- _WHAT THE TASK REQUIRES_
Please repeat all of the records, keeping every word unchanged.

Data entries:
+ + +
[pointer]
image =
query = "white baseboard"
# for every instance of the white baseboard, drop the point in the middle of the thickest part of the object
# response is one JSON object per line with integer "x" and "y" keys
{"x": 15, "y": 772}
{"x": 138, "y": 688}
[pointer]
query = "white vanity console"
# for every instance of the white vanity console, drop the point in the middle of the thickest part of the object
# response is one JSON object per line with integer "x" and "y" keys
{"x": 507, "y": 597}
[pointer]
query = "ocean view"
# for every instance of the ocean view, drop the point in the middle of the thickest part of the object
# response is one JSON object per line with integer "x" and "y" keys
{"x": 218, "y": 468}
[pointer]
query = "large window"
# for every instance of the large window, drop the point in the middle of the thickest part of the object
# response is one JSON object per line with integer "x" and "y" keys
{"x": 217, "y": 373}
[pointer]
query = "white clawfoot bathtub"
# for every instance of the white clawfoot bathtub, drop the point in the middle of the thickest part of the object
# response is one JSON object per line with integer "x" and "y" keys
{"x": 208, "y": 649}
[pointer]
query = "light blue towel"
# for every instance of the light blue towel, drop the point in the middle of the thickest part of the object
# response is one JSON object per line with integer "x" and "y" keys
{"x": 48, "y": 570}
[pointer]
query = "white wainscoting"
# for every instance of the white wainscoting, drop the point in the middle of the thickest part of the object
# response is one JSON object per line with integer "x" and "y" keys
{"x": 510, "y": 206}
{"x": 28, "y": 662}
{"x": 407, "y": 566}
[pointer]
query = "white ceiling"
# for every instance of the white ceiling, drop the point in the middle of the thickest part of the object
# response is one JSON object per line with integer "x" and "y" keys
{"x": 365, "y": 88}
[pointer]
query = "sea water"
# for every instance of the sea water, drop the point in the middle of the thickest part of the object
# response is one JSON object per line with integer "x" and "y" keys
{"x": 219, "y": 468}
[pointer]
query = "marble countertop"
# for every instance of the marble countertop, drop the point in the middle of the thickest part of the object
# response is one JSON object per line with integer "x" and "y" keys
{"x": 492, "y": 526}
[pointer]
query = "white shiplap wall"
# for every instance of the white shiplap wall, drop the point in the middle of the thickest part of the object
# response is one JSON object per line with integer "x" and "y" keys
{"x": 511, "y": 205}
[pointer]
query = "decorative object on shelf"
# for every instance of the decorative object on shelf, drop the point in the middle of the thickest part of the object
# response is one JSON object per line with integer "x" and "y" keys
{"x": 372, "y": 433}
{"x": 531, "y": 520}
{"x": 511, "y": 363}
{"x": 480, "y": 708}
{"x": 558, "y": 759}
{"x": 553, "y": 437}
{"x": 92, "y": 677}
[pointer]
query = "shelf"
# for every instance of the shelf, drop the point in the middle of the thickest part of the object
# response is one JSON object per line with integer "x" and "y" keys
+ + +
- _RESPONSE TO THIS TASK_
[pointer]
image =
query = "white baseboard"
# for every instance of the white baseboard, drop the point in the middle of the thickest part of the object
# response is one JSON object per line with integer "x" and "y" keys
{"x": 15, "y": 772}
{"x": 138, "y": 688}
[pointer]
query = "white vanity console"
# for every instance of the white vanity console, drop the point in the middle of the thickest part of the object
# response is one JSON object per line with integer "x" and "y" keys
{"x": 507, "y": 597}
[pointer]
query = "ocean view"
# for every instance of the ocean view, drop the point in the middle of the thickest part of the object
# response is one JSON object per line with integer "x" and "y" keys
{"x": 218, "y": 468}
[pointer]
query = "large window"
# for every instance of the large window, drop the point in the middle of the thickest part of the object
# response is one JSON object per line with integer "x" and "y" keys
{"x": 217, "y": 373}
[pointer]
query = "white clawfoot bathtub"
# for every instance of the white clawfoot bathtub, drop the point in the middle of the thickest part of the object
# response is one JSON object per line with integer "x" and "y" keys
{"x": 208, "y": 649}
[pointer]
query = "light blue towel"
# for every instance of the light blue towel, drop the point in the middle of the thickest part of the object
# response is one JSON object per line with integer "x" and "y" keys
{"x": 48, "y": 570}
[pointer]
query = "white wainscoting"
# for every instance of the white wainscoting, drop the point in the middle of the thickest part of the object
# response is one JSON object per line with integer "x" and "y" keys
{"x": 510, "y": 206}
{"x": 28, "y": 662}
{"x": 407, "y": 566}
[pointer]
query = "white ceiling"
# for every instance of the white ceiling, drop the point in the middle of the thickest part of the object
# response is one JSON object per line with integer "x" and "y" keys
{"x": 365, "y": 88}
[pointer]
query = "sea water"
# for every instance of the sea water, drop the point in the middle of the thickest part of the object
# response is one JSON object per line with integer "x" and "y" keys
{"x": 219, "y": 468}
[pointer]
query = "marble countertop"
# for every instance of the marble countertop, drop the point in the middle of the thickest part of the object
# response is one JSON object per line with integer "x" and "y" keys
{"x": 492, "y": 526}
[pointer]
query = "white shiplap wall"
# for every instance of the white shiplap wall, drop the point in the middle of the thickest part of the object
# response is one JSON object per line with integer "x" and "y" keys
{"x": 511, "y": 205}
[pointer]
query = "decorative object on shelf"
# for every instance of the decorative object on shelf, drop the point in the middle of the thickest part of the object
# response is one JSON object per line with integer "x" and "y" keys
{"x": 372, "y": 433}
{"x": 531, "y": 520}
{"x": 511, "y": 363}
{"x": 480, "y": 708}
{"x": 558, "y": 759}
{"x": 553, "y": 437}
{"x": 92, "y": 677}
[pointer]
query = "shelf"
# for every instance of the shelf, drop the point in the middle of the thickest part of the object
# response is one JSON object per line with integer "x" and "y" keys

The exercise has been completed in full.